--- Working data Enclosed Below ---

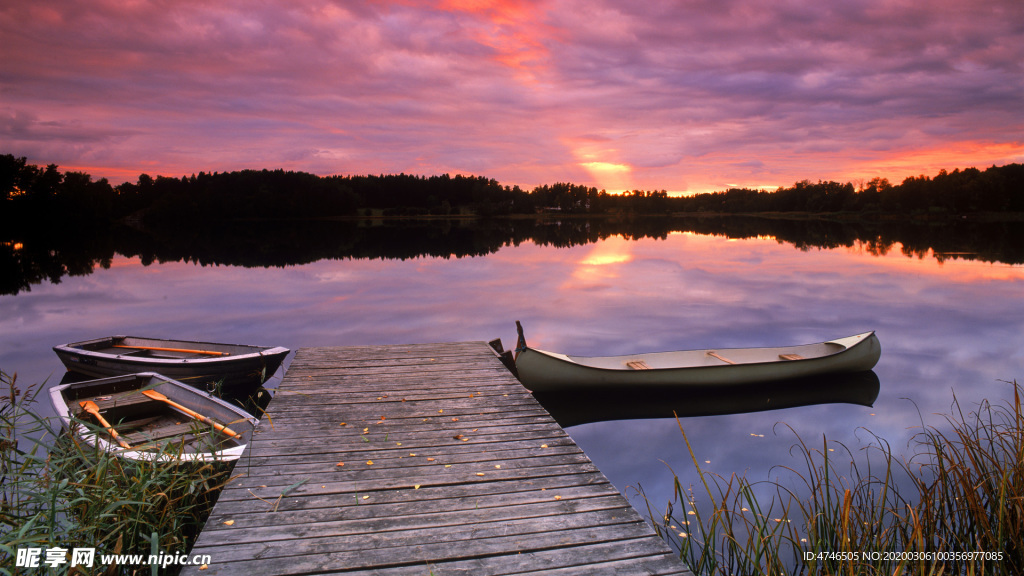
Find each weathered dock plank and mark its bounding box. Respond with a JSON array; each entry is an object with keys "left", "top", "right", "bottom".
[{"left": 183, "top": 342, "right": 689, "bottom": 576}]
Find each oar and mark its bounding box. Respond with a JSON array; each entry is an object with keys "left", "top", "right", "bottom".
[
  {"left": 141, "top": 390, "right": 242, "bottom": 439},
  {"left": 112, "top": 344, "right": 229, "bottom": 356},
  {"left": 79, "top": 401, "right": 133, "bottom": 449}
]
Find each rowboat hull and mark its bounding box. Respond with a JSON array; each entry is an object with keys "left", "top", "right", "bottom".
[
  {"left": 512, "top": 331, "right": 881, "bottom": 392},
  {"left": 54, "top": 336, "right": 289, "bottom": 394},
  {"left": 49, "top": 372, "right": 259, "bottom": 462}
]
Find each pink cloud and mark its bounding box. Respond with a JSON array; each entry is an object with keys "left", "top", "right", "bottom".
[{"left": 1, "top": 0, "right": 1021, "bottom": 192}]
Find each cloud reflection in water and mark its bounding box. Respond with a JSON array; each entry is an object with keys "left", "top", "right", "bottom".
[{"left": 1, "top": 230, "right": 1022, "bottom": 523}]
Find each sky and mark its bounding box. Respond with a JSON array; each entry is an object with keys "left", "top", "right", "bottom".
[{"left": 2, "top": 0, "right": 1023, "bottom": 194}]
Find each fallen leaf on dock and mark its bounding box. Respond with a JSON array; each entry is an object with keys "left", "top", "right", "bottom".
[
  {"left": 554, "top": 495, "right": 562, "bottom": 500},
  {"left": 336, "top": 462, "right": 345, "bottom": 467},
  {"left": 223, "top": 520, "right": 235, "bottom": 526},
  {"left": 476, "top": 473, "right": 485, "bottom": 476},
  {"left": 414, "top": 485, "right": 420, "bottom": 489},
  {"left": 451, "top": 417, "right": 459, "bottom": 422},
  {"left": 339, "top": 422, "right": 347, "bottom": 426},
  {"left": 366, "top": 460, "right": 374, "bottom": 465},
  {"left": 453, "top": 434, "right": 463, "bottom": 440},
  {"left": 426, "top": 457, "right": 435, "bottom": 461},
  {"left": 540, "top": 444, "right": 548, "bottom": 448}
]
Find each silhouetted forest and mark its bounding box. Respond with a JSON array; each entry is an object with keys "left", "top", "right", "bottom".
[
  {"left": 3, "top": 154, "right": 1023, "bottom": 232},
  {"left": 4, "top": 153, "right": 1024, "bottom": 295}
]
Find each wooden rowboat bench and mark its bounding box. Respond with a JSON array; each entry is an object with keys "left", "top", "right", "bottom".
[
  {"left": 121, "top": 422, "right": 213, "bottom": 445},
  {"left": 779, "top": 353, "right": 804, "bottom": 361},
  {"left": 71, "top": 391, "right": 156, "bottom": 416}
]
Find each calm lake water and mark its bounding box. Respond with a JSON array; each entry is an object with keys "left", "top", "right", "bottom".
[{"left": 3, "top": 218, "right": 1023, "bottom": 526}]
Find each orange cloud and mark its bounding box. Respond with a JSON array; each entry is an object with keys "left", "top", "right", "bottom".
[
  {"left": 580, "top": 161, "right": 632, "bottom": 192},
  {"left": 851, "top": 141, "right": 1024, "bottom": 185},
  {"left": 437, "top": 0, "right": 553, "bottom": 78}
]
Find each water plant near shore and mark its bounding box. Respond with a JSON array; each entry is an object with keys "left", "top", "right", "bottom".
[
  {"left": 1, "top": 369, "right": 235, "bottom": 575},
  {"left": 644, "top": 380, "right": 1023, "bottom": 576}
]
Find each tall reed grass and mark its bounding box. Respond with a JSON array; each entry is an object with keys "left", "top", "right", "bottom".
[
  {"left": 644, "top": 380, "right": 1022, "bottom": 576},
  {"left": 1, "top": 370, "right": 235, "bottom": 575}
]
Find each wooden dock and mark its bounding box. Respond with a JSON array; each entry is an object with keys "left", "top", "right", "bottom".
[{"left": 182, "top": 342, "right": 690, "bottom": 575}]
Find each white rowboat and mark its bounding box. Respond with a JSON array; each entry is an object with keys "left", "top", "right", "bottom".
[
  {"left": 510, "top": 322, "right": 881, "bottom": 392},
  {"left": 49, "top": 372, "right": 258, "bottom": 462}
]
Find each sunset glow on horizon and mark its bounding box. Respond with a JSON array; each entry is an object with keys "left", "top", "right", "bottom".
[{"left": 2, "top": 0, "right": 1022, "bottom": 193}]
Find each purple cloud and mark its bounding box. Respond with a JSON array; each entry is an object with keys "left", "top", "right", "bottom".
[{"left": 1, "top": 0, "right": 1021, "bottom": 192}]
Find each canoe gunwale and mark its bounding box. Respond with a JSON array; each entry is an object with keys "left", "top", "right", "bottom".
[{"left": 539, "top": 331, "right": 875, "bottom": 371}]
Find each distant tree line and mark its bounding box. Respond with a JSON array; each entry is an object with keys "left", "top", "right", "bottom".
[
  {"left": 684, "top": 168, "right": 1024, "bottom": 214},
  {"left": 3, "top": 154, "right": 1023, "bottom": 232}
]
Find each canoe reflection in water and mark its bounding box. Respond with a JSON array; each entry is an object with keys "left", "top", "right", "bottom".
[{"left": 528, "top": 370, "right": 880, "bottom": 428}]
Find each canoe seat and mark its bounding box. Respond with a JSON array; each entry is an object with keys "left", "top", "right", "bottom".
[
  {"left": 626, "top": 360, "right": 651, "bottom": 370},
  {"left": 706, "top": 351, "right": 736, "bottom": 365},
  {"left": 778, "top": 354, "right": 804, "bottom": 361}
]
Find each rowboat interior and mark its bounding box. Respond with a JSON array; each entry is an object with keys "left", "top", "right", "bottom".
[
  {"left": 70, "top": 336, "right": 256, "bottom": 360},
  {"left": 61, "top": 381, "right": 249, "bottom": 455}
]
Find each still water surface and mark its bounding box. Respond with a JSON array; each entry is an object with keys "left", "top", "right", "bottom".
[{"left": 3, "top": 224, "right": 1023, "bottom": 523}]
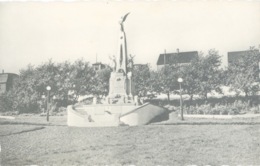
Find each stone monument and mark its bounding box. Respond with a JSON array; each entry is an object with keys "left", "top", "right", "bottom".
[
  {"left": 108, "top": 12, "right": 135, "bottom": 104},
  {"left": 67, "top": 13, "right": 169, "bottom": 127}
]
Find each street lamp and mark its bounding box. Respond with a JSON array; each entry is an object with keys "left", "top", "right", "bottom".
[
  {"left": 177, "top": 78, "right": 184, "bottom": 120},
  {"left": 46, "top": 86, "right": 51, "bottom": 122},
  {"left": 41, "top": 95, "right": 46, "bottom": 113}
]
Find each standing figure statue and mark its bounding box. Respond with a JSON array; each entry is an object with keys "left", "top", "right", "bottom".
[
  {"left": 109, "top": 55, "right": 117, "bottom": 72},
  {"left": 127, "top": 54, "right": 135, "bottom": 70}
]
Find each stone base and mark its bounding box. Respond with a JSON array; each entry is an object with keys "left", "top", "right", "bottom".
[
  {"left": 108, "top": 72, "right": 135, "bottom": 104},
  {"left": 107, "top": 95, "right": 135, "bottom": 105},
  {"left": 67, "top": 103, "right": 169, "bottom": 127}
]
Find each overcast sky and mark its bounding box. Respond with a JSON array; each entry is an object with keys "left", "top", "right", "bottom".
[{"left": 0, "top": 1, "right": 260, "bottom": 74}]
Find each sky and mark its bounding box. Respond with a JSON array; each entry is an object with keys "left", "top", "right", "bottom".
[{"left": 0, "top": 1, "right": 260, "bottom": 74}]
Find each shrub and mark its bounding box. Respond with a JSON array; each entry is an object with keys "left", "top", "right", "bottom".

--- End of Enclosed Working data ---

__Work required__: Output all the material verbatim, skipping every image.

__Your response__:
Find each weathered dock plank and mark its bounding box. Respond with a JSON array; each entry is an object with keys "left", "top", "right", "bottom".
[{"left": 183, "top": 342, "right": 689, "bottom": 576}]
Find each oar and mark its bounding box. Respond with a JSON array; each entry is an object with keys "left", "top", "right", "bottom".
[
  {"left": 141, "top": 390, "right": 242, "bottom": 439},
  {"left": 112, "top": 344, "right": 229, "bottom": 356},
  {"left": 79, "top": 401, "right": 133, "bottom": 449}
]
Find each rowboat hull and mark its bounding box. Respond with a JSON array; each entry is an object with keys "left", "top", "right", "bottom".
[
  {"left": 512, "top": 331, "right": 881, "bottom": 392},
  {"left": 54, "top": 336, "right": 289, "bottom": 394},
  {"left": 49, "top": 372, "right": 259, "bottom": 462}
]
Find each pink cloud and mark its bounding box. Respond with a JSON array; each entry is an object with keys "left", "top", "right", "bottom".
[{"left": 1, "top": 0, "right": 1021, "bottom": 192}]
Find each cloud reflection in water and mark its bounding box. Respond with a JSON array; each entry is an object with keys "left", "top", "right", "bottom".
[{"left": 1, "top": 230, "right": 1022, "bottom": 523}]
Find each sky and mark its bounding box. Respond with a JSON array; each entry is an object with keys "left", "top", "right", "bottom".
[{"left": 2, "top": 0, "right": 1023, "bottom": 194}]
Find each fallen leaf on dock and mark its bounding box. Respond with a JSON array; each entry is an object with keys "left", "top", "right", "bottom".
[
  {"left": 554, "top": 495, "right": 562, "bottom": 500},
  {"left": 336, "top": 462, "right": 345, "bottom": 467},
  {"left": 223, "top": 520, "right": 235, "bottom": 526},
  {"left": 476, "top": 473, "right": 485, "bottom": 476},
  {"left": 414, "top": 485, "right": 420, "bottom": 489},
  {"left": 451, "top": 417, "right": 459, "bottom": 422},
  {"left": 339, "top": 422, "right": 347, "bottom": 426},
  {"left": 366, "top": 460, "right": 374, "bottom": 465},
  {"left": 453, "top": 434, "right": 463, "bottom": 440},
  {"left": 426, "top": 457, "right": 435, "bottom": 461},
  {"left": 540, "top": 444, "right": 548, "bottom": 448}
]
Find each silhouetted forest and mark its bounding box. Respond with a JSON array; each entry is an object with keys "left", "top", "right", "bottom".
[
  {"left": 3, "top": 154, "right": 1023, "bottom": 232},
  {"left": 4, "top": 153, "right": 1024, "bottom": 295}
]
Find each wooden rowboat bench and mark its bounding box. Respond with a JSON array; each entry is an object with keys "left", "top", "right", "bottom".
[
  {"left": 121, "top": 422, "right": 213, "bottom": 445},
  {"left": 779, "top": 353, "right": 804, "bottom": 361},
  {"left": 71, "top": 391, "right": 156, "bottom": 416}
]
Find each calm lake water and mark its bounding box. Respond with a JSON array; each entry is an object with keys "left", "top", "right", "bottom".
[{"left": 3, "top": 218, "right": 1023, "bottom": 526}]
Find each orange cloud and mark its bounding box. Respond with a JSON array; each entry is an object with keys "left", "top", "right", "bottom".
[
  {"left": 580, "top": 161, "right": 632, "bottom": 192},
  {"left": 851, "top": 141, "right": 1024, "bottom": 185},
  {"left": 437, "top": 0, "right": 553, "bottom": 78}
]
Find each water plant near shore and mark its bounding box. Respond with a JSON array; each entry is an object with keys "left", "top", "right", "bottom".
[
  {"left": 1, "top": 369, "right": 235, "bottom": 575},
  {"left": 644, "top": 380, "right": 1023, "bottom": 576}
]
Find each tall reed grass and mark its bounding box. Respond with a JSON array; each entry is an object with keys "left", "top", "right", "bottom".
[
  {"left": 644, "top": 380, "right": 1022, "bottom": 576},
  {"left": 1, "top": 370, "right": 235, "bottom": 575}
]
Find each wooden dock and mark its bounding box. Respond with a JSON array; each entry is an object with keys "left", "top", "right", "bottom".
[{"left": 182, "top": 342, "right": 690, "bottom": 575}]
Find each white rowboat and mark its bounding box. Respond with a JSON array; each entry is an object with keys "left", "top", "right", "bottom".
[
  {"left": 510, "top": 322, "right": 881, "bottom": 392},
  {"left": 49, "top": 372, "right": 258, "bottom": 462}
]
Find each sunset glow on horizon and mark its bounding box. Respond with a JSON array; each entry is an object with keys "left", "top", "right", "bottom".
[{"left": 2, "top": 0, "right": 1022, "bottom": 193}]
Find each purple cloud and mark its bounding box. Respond with a JSON array; each entry is an object with keys "left", "top", "right", "bottom".
[{"left": 1, "top": 0, "right": 1021, "bottom": 192}]
Find each canoe gunwale and mark its bounding box. Respond with a JSON array; each entry is an object with keys "left", "top", "right", "bottom".
[{"left": 539, "top": 331, "right": 875, "bottom": 371}]
Find each distant tree line and mark its bounding box. Respond with a JSON array; each entry is an object with keys "left", "top", "right", "bottom".
[
  {"left": 684, "top": 168, "right": 1024, "bottom": 214},
  {"left": 3, "top": 154, "right": 1023, "bottom": 232}
]
Find each canoe reflection in water and mark its bounding box. Respond with a JSON array; each entry is an object with keys "left", "top", "right", "bottom".
[{"left": 528, "top": 370, "right": 880, "bottom": 428}]
Find each canoe seat and mark its bounding box. Respond with a JSON array; each entry is an object with keys "left", "top", "right", "bottom".
[
  {"left": 626, "top": 360, "right": 651, "bottom": 370},
  {"left": 706, "top": 351, "right": 736, "bottom": 365},
  {"left": 778, "top": 354, "right": 804, "bottom": 361}
]
Find each rowboat interior and mark its bounding box. Respond with a JSON array; each entry is an object with keys "left", "top", "right", "bottom".
[
  {"left": 70, "top": 336, "right": 256, "bottom": 360},
  {"left": 61, "top": 381, "right": 249, "bottom": 455}
]
Find each still water surface and mark its bounding box. Respond with a JSON array; each entry is an object with keys "left", "top", "right", "bottom".
[{"left": 3, "top": 224, "right": 1023, "bottom": 523}]
Find each stone monument and mark its bounding box. Respond with a JSON array; each entry is an object with keys "left", "top", "right", "bottom".
[
  {"left": 108, "top": 12, "right": 135, "bottom": 104},
  {"left": 67, "top": 13, "right": 169, "bottom": 127}
]
Find each street lamp and mark its bounding box. Respond with a JSON array; each entry is an object with keys "left", "top", "right", "bottom".
[
  {"left": 177, "top": 78, "right": 184, "bottom": 120},
  {"left": 46, "top": 86, "right": 51, "bottom": 122},
  {"left": 41, "top": 95, "right": 46, "bottom": 113}
]
Find each standing figure statue and mark its bounding box. Respond with a JSON array; each entry is an object with keys "left", "top", "right", "bottom".
[
  {"left": 109, "top": 55, "right": 117, "bottom": 72},
  {"left": 127, "top": 54, "right": 135, "bottom": 70}
]
Find each stone base and mark its bounding box. Respond with a JSON array; each entry is an object with keys "left", "top", "right", "bottom".
[
  {"left": 108, "top": 72, "right": 135, "bottom": 104},
  {"left": 107, "top": 95, "right": 135, "bottom": 105},
  {"left": 67, "top": 103, "right": 169, "bottom": 127}
]
Find each overcast sky and mark its bounding box. Respond with a JSON array; each entry is an object with keys "left", "top", "right", "bottom".
[{"left": 0, "top": 1, "right": 260, "bottom": 74}]
Find each sky and mark its bounding box. Respond with a JSON array; each entry is an object with keys "left", "top", "right", "bottom".
[{"left": 0, "top": 1, "right": 260, "bottom": 74}]
Find each shrub and mark its bounding box. Respond with a JSON array; each entry is an object with keys "left", "top", "right", "bottom".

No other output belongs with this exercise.